Dataset entries
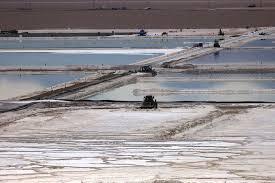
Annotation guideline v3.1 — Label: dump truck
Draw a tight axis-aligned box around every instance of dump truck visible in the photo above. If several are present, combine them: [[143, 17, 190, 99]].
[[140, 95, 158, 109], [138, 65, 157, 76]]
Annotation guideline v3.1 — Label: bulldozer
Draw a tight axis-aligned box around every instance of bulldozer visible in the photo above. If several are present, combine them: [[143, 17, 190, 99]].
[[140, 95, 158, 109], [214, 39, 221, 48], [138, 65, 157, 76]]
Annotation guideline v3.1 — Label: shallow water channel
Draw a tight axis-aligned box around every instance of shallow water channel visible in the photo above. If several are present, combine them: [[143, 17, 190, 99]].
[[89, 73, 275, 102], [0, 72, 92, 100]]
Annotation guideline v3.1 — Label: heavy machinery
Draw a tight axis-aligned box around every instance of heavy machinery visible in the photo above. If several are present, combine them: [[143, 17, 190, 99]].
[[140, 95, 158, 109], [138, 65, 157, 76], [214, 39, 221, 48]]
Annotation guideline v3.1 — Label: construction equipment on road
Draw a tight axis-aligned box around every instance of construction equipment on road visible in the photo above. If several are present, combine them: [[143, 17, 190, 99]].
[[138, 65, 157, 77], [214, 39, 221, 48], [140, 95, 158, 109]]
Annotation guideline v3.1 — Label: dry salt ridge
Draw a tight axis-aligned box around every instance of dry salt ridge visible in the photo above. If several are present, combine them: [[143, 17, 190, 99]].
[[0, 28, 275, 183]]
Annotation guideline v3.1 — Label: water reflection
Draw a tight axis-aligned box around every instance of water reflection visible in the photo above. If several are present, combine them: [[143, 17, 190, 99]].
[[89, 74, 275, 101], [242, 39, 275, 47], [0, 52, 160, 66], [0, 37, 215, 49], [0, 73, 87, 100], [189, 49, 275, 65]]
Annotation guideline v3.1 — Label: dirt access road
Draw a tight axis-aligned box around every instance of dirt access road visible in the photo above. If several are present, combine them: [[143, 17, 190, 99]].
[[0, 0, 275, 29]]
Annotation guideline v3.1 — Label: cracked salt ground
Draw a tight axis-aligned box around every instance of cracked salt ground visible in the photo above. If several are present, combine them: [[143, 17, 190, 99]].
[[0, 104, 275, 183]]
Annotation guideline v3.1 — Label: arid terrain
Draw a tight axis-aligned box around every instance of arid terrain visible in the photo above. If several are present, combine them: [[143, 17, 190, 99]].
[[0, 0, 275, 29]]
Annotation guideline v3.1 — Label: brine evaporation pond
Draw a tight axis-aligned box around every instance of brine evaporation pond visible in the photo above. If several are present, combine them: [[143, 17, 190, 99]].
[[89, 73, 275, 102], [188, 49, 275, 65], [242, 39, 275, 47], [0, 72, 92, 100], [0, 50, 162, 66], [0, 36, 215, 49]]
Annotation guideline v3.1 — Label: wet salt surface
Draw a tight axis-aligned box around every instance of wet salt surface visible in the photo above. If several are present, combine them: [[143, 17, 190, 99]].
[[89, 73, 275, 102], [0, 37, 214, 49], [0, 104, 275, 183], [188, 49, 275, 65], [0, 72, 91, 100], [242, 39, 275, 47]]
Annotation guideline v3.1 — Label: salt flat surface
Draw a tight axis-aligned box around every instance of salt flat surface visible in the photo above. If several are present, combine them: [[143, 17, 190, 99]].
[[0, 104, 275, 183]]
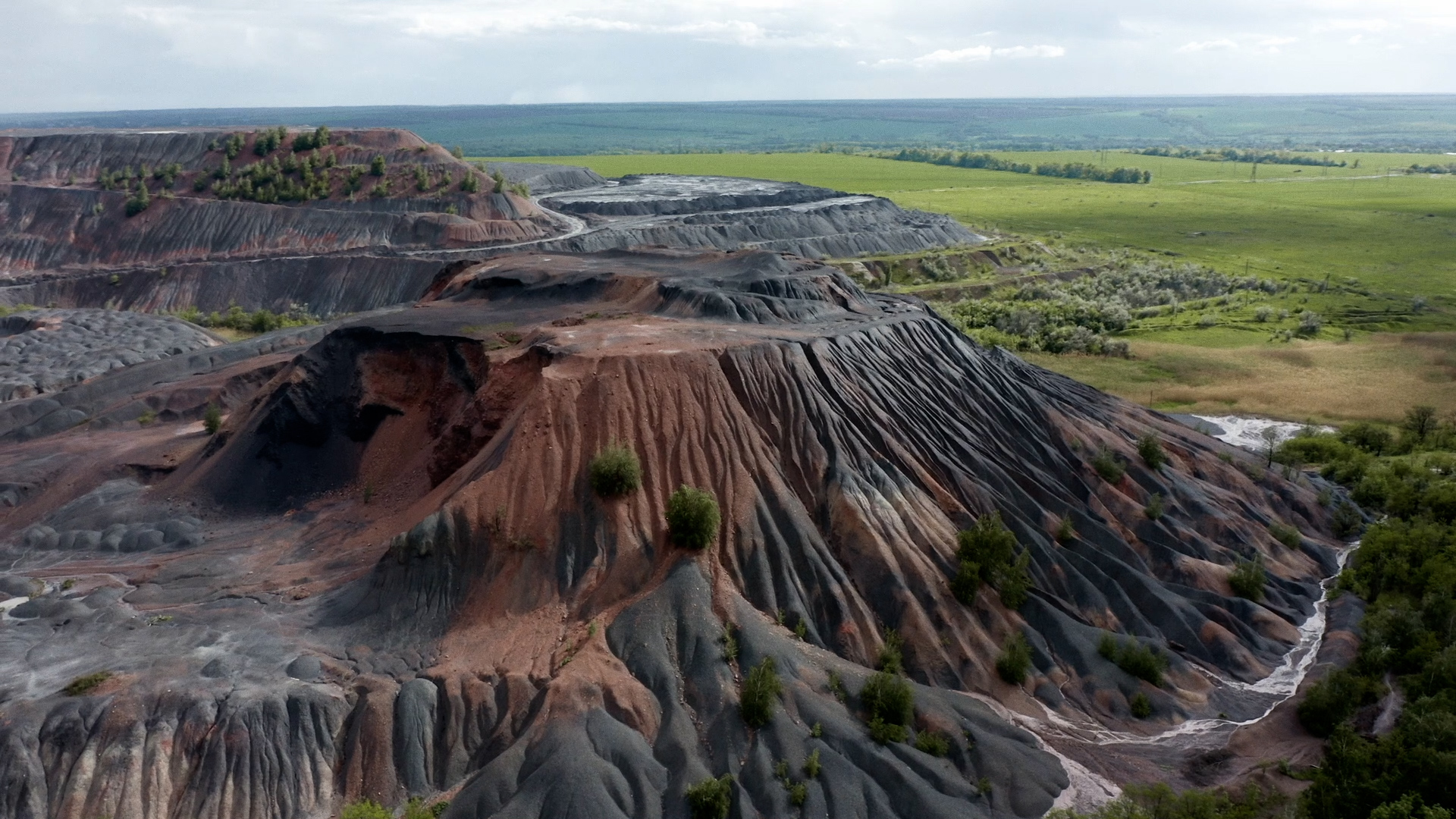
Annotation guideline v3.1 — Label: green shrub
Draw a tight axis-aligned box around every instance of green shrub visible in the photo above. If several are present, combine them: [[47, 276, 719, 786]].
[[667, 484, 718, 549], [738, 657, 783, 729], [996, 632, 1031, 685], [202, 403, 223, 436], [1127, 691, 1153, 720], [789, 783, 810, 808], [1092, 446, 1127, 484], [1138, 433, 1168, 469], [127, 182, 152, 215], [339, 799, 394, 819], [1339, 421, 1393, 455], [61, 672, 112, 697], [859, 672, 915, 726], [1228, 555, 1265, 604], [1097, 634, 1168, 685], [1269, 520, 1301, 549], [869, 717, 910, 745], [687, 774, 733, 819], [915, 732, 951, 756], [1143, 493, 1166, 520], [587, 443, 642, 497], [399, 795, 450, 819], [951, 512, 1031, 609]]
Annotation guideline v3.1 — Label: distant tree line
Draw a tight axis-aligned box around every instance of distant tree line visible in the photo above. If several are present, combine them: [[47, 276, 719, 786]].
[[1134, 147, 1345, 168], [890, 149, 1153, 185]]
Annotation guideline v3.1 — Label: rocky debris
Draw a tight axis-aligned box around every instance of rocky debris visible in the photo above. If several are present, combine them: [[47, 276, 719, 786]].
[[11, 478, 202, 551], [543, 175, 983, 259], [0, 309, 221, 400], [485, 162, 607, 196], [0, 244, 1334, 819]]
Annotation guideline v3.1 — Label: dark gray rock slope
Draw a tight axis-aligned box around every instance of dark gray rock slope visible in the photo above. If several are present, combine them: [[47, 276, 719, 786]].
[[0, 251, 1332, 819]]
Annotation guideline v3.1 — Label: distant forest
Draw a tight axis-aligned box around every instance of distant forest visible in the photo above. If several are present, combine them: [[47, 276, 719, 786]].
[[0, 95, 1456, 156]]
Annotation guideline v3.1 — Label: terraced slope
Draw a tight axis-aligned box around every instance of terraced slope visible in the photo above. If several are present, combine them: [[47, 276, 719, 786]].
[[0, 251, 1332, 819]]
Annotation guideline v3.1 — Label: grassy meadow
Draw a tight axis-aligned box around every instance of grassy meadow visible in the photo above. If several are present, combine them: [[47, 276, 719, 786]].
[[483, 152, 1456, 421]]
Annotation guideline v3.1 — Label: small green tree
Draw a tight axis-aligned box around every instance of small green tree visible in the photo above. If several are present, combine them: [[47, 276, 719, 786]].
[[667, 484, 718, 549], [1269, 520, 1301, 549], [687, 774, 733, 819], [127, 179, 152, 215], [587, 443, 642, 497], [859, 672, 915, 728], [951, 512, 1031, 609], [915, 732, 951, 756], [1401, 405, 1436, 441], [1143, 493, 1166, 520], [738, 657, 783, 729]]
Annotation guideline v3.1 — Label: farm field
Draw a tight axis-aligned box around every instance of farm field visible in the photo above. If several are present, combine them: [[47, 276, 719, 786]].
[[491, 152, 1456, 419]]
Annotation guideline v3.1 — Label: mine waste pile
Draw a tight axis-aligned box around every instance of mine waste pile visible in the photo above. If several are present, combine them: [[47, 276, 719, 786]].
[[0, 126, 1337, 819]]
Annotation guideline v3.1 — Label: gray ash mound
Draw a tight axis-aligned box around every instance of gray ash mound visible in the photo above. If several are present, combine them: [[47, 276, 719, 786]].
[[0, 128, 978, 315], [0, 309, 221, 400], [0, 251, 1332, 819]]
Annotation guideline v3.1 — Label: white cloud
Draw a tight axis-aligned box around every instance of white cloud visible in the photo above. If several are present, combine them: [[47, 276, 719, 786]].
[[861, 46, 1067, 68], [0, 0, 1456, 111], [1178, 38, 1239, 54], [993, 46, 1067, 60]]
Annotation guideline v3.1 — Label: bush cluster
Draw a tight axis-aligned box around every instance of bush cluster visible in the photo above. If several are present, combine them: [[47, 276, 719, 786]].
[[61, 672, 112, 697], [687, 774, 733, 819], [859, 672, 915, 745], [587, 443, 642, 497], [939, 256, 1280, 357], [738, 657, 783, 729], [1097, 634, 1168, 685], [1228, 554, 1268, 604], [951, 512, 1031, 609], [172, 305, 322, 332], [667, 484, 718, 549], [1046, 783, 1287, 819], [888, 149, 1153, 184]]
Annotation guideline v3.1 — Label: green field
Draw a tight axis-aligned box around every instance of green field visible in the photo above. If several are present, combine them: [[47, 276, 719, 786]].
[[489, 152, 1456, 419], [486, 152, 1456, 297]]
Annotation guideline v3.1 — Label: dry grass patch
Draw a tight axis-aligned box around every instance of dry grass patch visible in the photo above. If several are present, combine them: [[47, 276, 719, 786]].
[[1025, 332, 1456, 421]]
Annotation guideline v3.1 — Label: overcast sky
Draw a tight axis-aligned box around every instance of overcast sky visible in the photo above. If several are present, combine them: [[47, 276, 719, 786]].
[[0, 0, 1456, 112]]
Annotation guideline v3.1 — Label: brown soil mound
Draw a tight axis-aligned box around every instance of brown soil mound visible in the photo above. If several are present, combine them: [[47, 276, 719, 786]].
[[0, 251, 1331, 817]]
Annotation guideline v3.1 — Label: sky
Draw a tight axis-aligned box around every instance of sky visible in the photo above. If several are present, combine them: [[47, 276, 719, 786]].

Set exercise
From the line with "Annotation guideline v3.1 — Label: bulldozer" to the line with "48], [138, 65, 157, 76]]" in the listing above, format each line as a string in a JSON list, leaving out blank lines.

Task output
[
  "Annotation guideline v3.1 — Label: bulldozer",
  "Draw a tight axis-aligned box around every instance of bulldozer visible in the photo above. If several are present, combine them: [[143, 17, 190, 99]].",
  "[[140, 95, 158, 109], [214, 39, 221, 48], [138, 65, 157, 76]]"
]